Selected excerpt:
But of broader interest is the influence of Psalm 110:1 on early Christian traditions, manifested in widespread quotes and secondary stages of development that derive from secondary sources in liturgical or missionary settings at some remove from the Psalm. We should see it as a living phrase, in an oral culture that differs from our book-based culture, sometimes detached from a Hebraic tradition, seen against its Judaeo-Christian background in a Hellenistic setting. 

 

Appendix 1: the key Greek texts

Psalm 110:1 (109:1 in the Old Greek)

εἶπεν ὁ κύριος τῷ κυρίῳ μου κάθου ἐκ δεξιῶν μου ἕως ἂν θῶ τοὺς ἐχθρούς σου ὑποπόδιον τῶν ποδῶν σου

Matthew 22:44

εἶπεν κύριος τῷ κυρίῳ μου κάθου ἐκ δεξιῶν μου ἕως ἂν θῶ τοὺς ἐχθρούς σου ὑποκάτω τῶν ποδῶν σου

Mark 12:36

εἶπεν κύριος τῷ κυρίῳ μου κάθου ἐκ δεξιῶν μου ἕως ἂν θῶ τοὺς ἐχθρούς σου ὑποκάτω τῶν ποδῶν σου

Luke 20:42-43

εἶπεν κύριος τῷ κυρίῳ μου κάθου ἐκ δεξιῶν μου ἕως ἂν θῶ τοὺς ἐχθρούς σου ὑποπόδιον τῶν ποδῶν σου

 

Appendix 2: Did Soferim change Psalm 110?

Material:
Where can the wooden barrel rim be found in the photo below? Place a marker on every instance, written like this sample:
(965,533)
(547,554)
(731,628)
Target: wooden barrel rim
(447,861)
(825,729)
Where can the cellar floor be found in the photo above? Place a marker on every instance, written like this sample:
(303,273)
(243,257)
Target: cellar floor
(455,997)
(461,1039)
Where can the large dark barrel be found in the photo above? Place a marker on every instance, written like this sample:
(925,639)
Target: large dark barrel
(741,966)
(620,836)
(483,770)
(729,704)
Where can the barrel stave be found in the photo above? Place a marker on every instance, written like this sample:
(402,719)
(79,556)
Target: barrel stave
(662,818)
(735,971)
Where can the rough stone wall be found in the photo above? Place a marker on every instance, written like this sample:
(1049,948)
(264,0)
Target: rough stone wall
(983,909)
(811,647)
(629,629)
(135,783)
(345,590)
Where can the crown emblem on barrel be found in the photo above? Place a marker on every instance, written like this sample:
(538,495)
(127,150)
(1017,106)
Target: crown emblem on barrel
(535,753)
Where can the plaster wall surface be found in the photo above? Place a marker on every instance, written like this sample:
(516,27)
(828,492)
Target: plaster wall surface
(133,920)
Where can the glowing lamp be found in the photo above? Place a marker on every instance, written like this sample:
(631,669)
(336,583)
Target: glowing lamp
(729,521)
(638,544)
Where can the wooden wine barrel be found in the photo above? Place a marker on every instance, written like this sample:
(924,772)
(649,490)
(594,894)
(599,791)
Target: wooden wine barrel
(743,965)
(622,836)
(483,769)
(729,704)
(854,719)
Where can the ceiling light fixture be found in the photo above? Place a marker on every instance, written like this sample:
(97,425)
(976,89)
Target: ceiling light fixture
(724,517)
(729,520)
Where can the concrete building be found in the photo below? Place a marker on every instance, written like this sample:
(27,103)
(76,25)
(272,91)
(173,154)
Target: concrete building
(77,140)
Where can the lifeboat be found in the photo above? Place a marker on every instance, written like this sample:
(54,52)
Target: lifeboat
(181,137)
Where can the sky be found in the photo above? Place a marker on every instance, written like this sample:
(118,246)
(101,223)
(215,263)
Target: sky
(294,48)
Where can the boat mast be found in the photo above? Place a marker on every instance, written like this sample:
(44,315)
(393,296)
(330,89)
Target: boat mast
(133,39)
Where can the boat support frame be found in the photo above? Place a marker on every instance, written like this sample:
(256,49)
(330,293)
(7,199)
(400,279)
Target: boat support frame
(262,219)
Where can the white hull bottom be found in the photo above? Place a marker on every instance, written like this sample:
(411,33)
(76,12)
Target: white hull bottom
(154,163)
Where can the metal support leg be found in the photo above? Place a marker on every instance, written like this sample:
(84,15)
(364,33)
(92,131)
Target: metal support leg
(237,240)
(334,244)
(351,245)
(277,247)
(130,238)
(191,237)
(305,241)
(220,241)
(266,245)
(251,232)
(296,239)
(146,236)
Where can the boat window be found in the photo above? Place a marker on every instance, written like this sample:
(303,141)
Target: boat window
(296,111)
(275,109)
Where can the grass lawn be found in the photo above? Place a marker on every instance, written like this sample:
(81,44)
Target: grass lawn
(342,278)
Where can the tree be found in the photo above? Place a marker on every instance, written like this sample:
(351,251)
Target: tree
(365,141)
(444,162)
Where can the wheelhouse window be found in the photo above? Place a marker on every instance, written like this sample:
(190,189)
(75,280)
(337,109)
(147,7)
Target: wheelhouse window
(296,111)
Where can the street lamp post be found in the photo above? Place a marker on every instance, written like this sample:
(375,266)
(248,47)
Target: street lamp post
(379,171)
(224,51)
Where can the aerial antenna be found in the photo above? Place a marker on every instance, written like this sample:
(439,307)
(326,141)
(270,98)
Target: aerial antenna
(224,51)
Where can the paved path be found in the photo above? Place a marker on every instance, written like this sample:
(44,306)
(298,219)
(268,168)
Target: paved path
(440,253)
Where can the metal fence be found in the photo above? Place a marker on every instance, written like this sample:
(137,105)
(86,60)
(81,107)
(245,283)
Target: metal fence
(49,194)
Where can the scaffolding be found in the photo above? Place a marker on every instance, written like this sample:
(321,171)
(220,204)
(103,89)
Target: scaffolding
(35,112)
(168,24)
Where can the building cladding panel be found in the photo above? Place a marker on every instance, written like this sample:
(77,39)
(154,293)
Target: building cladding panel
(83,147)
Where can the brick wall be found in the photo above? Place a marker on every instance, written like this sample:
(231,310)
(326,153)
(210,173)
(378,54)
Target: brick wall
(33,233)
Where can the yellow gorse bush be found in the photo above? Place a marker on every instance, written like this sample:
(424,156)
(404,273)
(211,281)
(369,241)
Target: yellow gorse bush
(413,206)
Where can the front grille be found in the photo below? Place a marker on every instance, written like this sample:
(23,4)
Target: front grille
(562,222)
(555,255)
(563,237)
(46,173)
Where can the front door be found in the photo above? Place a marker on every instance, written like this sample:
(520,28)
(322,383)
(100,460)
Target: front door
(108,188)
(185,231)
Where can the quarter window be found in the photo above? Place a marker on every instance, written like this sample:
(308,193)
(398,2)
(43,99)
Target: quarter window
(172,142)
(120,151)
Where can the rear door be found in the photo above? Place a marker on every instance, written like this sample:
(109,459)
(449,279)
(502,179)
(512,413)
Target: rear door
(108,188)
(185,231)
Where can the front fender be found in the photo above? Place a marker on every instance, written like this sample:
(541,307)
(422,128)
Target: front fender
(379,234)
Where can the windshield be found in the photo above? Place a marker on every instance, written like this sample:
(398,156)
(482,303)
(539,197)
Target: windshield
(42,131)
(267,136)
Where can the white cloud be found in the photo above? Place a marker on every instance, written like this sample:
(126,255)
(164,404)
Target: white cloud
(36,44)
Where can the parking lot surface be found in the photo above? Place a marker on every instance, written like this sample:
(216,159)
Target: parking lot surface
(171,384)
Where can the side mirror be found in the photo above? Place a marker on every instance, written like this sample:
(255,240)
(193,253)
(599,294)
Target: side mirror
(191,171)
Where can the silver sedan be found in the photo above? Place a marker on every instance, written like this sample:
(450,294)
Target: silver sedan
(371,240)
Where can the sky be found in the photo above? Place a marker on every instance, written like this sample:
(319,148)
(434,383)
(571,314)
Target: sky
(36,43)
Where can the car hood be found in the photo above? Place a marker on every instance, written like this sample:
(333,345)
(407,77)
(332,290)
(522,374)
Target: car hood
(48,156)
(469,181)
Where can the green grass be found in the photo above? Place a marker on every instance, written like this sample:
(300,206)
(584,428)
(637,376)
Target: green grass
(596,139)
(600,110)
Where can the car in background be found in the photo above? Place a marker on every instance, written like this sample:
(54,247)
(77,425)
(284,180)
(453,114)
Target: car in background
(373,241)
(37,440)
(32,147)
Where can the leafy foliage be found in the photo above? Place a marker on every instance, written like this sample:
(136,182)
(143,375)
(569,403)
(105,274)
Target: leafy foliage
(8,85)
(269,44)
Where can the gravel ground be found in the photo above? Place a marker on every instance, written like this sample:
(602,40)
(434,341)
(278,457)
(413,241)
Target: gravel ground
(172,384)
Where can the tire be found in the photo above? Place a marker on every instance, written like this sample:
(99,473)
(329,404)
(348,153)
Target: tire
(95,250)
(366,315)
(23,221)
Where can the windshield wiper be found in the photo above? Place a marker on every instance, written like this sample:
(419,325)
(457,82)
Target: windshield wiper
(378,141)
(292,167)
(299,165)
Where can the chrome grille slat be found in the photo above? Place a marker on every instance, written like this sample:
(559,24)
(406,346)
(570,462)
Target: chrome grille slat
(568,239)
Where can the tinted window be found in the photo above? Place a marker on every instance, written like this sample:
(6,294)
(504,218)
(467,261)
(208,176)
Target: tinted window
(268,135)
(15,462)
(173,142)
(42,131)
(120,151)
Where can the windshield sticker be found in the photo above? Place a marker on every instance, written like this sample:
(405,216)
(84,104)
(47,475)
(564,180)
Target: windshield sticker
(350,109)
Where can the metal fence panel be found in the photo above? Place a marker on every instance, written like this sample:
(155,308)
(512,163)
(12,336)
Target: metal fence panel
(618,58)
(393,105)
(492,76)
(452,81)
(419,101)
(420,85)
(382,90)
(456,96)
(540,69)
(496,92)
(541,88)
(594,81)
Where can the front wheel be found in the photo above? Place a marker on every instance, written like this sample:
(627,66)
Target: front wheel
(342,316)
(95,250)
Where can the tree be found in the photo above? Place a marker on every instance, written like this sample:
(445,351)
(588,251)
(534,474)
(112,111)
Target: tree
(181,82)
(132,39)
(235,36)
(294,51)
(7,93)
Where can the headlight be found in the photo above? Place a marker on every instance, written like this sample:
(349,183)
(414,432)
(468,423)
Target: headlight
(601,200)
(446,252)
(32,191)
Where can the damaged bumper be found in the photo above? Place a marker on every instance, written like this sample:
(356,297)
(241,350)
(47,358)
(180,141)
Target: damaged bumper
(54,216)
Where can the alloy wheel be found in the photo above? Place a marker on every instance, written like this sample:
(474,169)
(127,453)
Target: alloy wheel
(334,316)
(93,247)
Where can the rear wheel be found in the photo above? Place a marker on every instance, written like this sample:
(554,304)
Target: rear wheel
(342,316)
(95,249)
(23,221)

Short exercise:
Translate this sentence from the passage on Psalm 110:1 into Spanish: "But of broader interest is the influence of Psalm 110:1 on early Christian traditions, manifested in widespread quotes and secondary stages of development that derive from secondary sources in liturgical or missionary settings at some remove from the Psalm."

Task response:
Pero de un interés más amplio es la influencia del Salmo 110:1 en las primeras tradiciones cristianas, manifestada en citas muy difundidas y en etapas secundarias de desarrollo que derivan de fuentes secundarias en ámbitos litúrgicos o misioneros algo alejados del Salmo.